YOUR TASK: Keep the pictures out, please, and set down every record exactly.

[Point-per-instance localization data]
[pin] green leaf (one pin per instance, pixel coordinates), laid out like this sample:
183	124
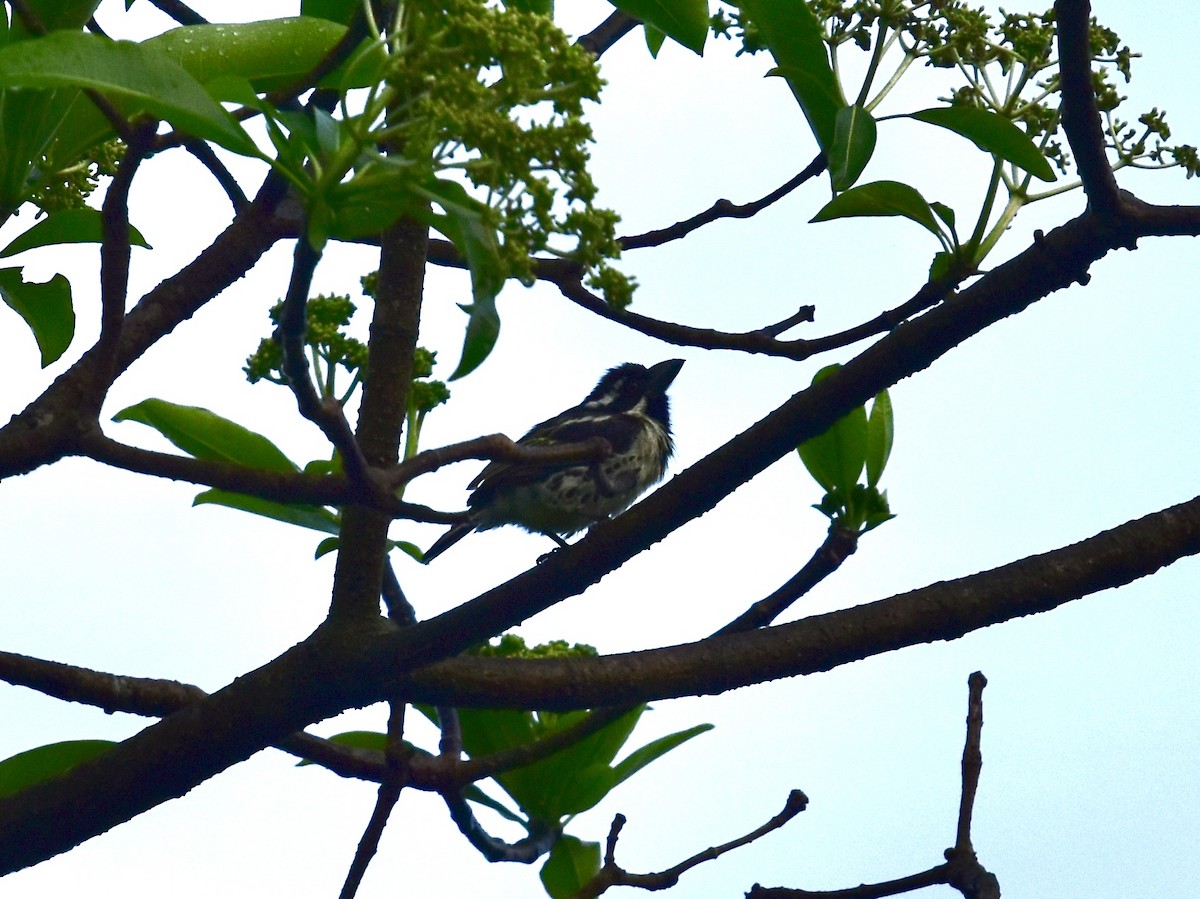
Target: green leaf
562	784
993	133
880	435
796	40
69	226
135	77
654	40
334	10
571	863
880	198
270	54
466	225
835	457
945	213
541	7
41	763
853	142
684	21
29	121
205	435
943	263
315	517
46	309
54	16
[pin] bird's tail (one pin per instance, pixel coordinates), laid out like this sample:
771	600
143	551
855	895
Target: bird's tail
447	540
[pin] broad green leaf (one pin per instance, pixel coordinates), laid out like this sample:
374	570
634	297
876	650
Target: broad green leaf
29	123
541	7
54	16
205	435
69	226
993	133
333	10
880	198
555	786
880	435
593	784
315	517
270	54
46	309
654	40
41	763
684	21
135	77
653	750
853	142
571	863
793	34
835	457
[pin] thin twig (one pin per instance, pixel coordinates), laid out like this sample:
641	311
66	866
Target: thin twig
1080	113
612	875
225	178
385	801
723	209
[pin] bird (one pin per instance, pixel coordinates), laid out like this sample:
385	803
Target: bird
630	409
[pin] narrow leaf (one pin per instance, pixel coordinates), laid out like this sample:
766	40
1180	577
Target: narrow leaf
69	226
880	435
205	435
315	517
46	309
653	750
793	34
880	198
853	142
571	864
684	21
993	133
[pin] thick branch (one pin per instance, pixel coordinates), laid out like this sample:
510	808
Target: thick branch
358	577
342	666
941	611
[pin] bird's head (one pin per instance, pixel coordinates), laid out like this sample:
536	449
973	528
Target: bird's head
635	388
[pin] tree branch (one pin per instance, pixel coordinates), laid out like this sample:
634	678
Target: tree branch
723	209
603	37
612	875
942	611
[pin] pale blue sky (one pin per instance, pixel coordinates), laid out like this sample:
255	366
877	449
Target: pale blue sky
1068	419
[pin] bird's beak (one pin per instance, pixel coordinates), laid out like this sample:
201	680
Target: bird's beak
663	373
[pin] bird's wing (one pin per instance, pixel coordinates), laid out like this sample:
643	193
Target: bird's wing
618	429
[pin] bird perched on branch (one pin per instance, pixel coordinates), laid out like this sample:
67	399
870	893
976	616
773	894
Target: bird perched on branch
629	408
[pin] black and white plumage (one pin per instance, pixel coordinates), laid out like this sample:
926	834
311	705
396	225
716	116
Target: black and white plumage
629	408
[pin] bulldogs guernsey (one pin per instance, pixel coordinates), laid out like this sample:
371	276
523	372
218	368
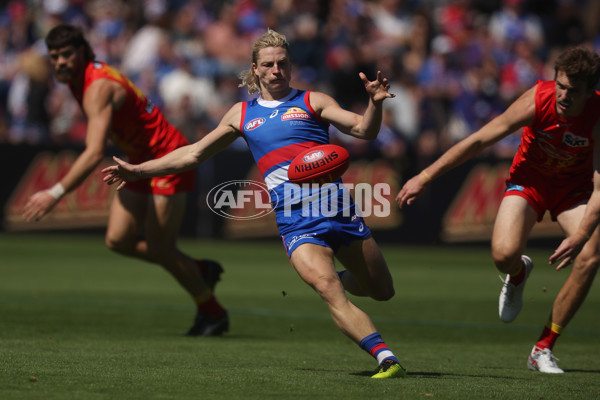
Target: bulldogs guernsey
277	131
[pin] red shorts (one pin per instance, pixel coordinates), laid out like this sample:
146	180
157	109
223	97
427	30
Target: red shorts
546	193
165	185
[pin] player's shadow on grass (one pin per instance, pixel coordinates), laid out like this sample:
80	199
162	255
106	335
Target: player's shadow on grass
435	375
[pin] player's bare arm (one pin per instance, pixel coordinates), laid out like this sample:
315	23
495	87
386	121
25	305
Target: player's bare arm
181	159
572	244
98	108
519	114
364	126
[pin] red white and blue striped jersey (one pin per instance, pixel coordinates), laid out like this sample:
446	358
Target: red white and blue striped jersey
277	131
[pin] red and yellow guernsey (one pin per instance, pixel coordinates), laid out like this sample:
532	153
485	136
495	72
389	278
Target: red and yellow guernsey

ANSWER SPACE:
[pin] green leaf (one pin per instance, pixel coordinates), laid out like this sample:
183	124
Target: green leaf
562	784
993	133
880	435
796	40
69	226
135	77
654	40
334	10
571	863
880	198
270	54
466	225
835	457
945	213
541	7
41	763
853	142
684	21
29	121
205	435
943	263
315	517
46	309
54	16
[pin] bird's tail (one pin per instance, pixel coordinates), laid out like this sample:
771	600
143	551
855	895
Target: bird's tail
447	540
[pin] broad green leaf (one pin per instance, pixel coordinates), laid out like this sample:
374	570
634	297
876	650
Target: broad green leaf
29	123
541	7
54	16
205	435
69	226
993	133
333	10
880	198
555	786
880	435
593	784
315	517
270	54
46	309
654	40
41	763
684	21
135	77
653	750
853	142
571	863
793	34
835	457
[pin] thin twig (one pin per instance, pixel coordinates), laid out like this sample:
641	311
66	866
Target: thin twig
1080	113
612	875
225	178
385	801
723	209
[pin] bird (one pin per instance, pixel coordinates), laid out like this sample:
385	803
Target: bird
630	409
[pin] narrow leaf (one pin per instance, pixel coordinates), laid out like this sample:
766	40
1180	577
Target: narrow leaf
69	226
880	435
205	435
315	517
46	309
653	750
793	34
880	198
853	142
571	864
684	21
993	133
[pin] thick branch (one pin per instance, pixel coordinates), laid out like this sample:
510	808
Target: thick branch
358	577
342	666
941	611
[pin] bird's head (one pin per instance, pixel coordinates), laid out like this sample:
536	449
973	528
Target: bird's head
635	388
[pin] tree branch (one pin per instance, pixel coordinates), laid out like this sample:
634	678
Target: tree branch
723	209
603	37
612	875
942	611
[pin] pale blue sky (one pin per instance, pixel coordinates), laid out like this sample:
255	366
877	449
Target: pale blue sky
1068	419
[pin] bird's beak (one pin per instance, pixel coordinates), laid out like this sample:
201	680
Target: bird's beak
663	373
[pin] bird's wing (one pin per instance, pixel coordinates), laid out like this sample:
643	193
Target: bird's wing
618	429
[pin] bird perched on branch (one pin per instance, pixel coordinates), laid out like this sample:
67	399
870	893
976	616
773	894
Target: bird perched on branch
629	408
[pin] black and white plumage (one pin per instance, pixel coordinates), laid out like this sample:
926	834
311	705
396	225
716	116
Target: black and white plumage
629	408
[pin] bulldogs guernsey (one pin per instance, pixel coordinates), laid out like this sample:
371	276
523	372
218	368
Target: bulldogs guernsey
277	131
[pin] red shorts (one pin per instance, pixel coordinates), laid out like this sample:
146	180
157	109
223	97
427	30
Target: red shorts
546	193
165	185
[pin] player's shadow on grass (one pin per instance, pixel coordinates), laid out like this sample:
80	199
162	255
106	335
Target: player's shadow on grass
435	375
[pin] player's bare arm (one pin per instance, pixel coordinates), laid out like this sample:
315	23
495	87
386	121
25	305
Target: player's bare arm
181	159
572	244
98	108
519	114
364	126
[pin] red white and blue striped jersey (one pin per instance, pixel coordinates), laid out like this sample:
446	358
Target: red white and blue striped jersey
277	131
[pin] red and yellow guernsey (one pin per instance, pixel coordinates), laid out like this sample:
532	153
485	136
495	72
389	278
Target: red and yellow guernsey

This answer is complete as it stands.